Por
David Montero
Resulta
sorprendente la capacidad con la que el ser humano se habitúa
a una existencia que no ha elegido para sí. Desde la infancia,
los que nos rodean prefiguran un camino para nosotros, empedrado
con sus propios deseos y aspiraciones: un recorrido que se debe
abandonar a tiempo para evitar caer en una existencia alternativa
y ajena. Muchos optan por bajar los brazos y se abandonan dócilmente
a la vida que les han diseñado, de forma sumisa y casi inconsciente.
En ese caso, si no se violentan las normas, la comunidad logra
formar un círculo cerrado, todos se aprietan las manos, y se elevan,
embriagados con la sencilla perfección que han construido, saboreando
en cada miembro de la cadena una plenitud común de la que íntimamente
no disfrutan, porque, a la larga, los propios deseos aparecen,
persistentes e inevitables, con la fuerza de una revelación. El
reverso de esta opresiva felicidad resulta terrible: el ostracismo,
la rabia con la que se rechaza a quien se atreve a abandonar el
círculo es mucho más cruel que la que se guarda al que nunca entró
en el juego.

# Qué harás:
a) Por favor, reproduce el texto sobre la vida no elegida entre "En ese caso, si" y "en el juego.", ambos incluidos, y sustituye "círculo" por "anillo".
b) Retoma el texto sobre la vida no elegida justo después de su última frase y continúalo.
Los ítems no tienen ningún papel en esto.

# Ítems proporcionados:
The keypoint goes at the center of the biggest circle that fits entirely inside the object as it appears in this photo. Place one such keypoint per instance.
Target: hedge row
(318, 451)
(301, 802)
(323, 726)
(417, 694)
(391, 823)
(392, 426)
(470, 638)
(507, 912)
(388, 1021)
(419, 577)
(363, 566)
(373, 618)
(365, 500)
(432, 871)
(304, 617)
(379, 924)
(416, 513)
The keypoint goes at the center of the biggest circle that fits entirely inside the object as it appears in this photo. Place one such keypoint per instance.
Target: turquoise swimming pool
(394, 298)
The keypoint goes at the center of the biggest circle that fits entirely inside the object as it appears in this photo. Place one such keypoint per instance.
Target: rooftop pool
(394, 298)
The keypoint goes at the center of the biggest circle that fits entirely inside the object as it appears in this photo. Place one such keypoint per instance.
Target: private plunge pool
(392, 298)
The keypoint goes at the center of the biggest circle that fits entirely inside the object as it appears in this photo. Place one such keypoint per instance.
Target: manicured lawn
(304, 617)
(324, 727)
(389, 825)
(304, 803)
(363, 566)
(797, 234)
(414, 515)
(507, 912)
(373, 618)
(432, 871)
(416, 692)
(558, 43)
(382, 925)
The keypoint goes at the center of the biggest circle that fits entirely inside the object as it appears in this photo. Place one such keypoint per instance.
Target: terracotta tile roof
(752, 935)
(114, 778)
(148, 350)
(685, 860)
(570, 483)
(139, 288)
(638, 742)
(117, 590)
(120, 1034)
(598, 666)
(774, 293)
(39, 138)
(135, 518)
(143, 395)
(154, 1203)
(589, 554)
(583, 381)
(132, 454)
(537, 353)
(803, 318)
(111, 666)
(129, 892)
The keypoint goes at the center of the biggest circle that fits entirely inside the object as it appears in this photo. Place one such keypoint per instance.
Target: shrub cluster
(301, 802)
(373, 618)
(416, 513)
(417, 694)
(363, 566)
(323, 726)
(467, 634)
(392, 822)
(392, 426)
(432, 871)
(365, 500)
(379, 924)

# Respuestas:
a)
En ese caso, si no se violentan las normas, la comunidad logra
formar un anillo cerrado, todos se aprietan las manos, y se elevan,
embriagados con la sencilla perfección que han construido, saboreando
en cada miembro de la cadena una plenitud común de la que íntimamente
no disfrutan, porque, a la larga, los propios deseos aparecen,
persistentes e inevitables, con la fuerza de una revelación. El
reverso de esta opresiva felicidad resulta terrible: el ostracismo,
la rabia con la que se rechaza a quien se atreve a abandonar el
anillo es mucho más cruel que la que se guarda al que nunca entró
en el juego.

b)
La validez de este mecanismo es universal, sin
embargo ciertas épocas y ciertos lugares han resultado casi un
paradigma de este cruel juego de inclusión-exclusión, bien desde
el punto de vista político (la horrible uniformidad del totalitarismo
y sus purgas o la ideología única de nuestros días) o bien desde
el ámbito de lo social, a través de un intenso sentido de lo que
define una comunidad y sus normas de comportamiento. En este sentido,
pocos entornos han resultado tan opresivos como los años cincuenta
en las ciudades de Estados Unidos, con distintos grupos sociales
encerrados en sí mismos, hostiles y obstinados ante cualquier
cambio, exhibiendo una perenne querencia hacia el statu quo.
Esos años y esa sociedad son los auténticos protagonistas de Lejos
del cielo, una fábula rota, un pastel de tres pisos vacío,
a través del que Todd Haynes rinde homenaje al cineasta que mejor
captó el sentido de aquellos años, su culpable superficialidad:
el director de origen alemán, desterrado del nazismo, Douglas
Sirk.
Al igual que hiciese Sirk en los cincuenta, aunque
con unos planteamientos argumentales más arriesgados (más reales)
Haynes ha construido un melodrama clásico en el que la fecha de
realización es una mera anécdota. Lejos del cielo es la
historia de Cathy y Frank Whitaker, un matrimonio plenamente integrado
en la sociedad de la pequeña ciudad norteamericana de Halford.
Todo parece perfecto en la vida de los Whitaker, sin embargo,
de forma culpable y torturada, Frank comienza a explorar sus inclinaciones
homosexuales, rechazando abiertamente a una mujer que nunca le
interesó más que como justificación social de su hombría. Por
otro lado, Cathy entabla una sincera amistad con su nuevo jardinero
de color, lo que conlleva todo tipo de trastornos entre sus amigas,
que censuran su comportamiento. Pero, sin comprender muy bien
por qué, por encima incluso de su propia felicidad, ambos se ven
inclinados a mantener las apariencias a pesar del desprecio social
al que se ven sometidos.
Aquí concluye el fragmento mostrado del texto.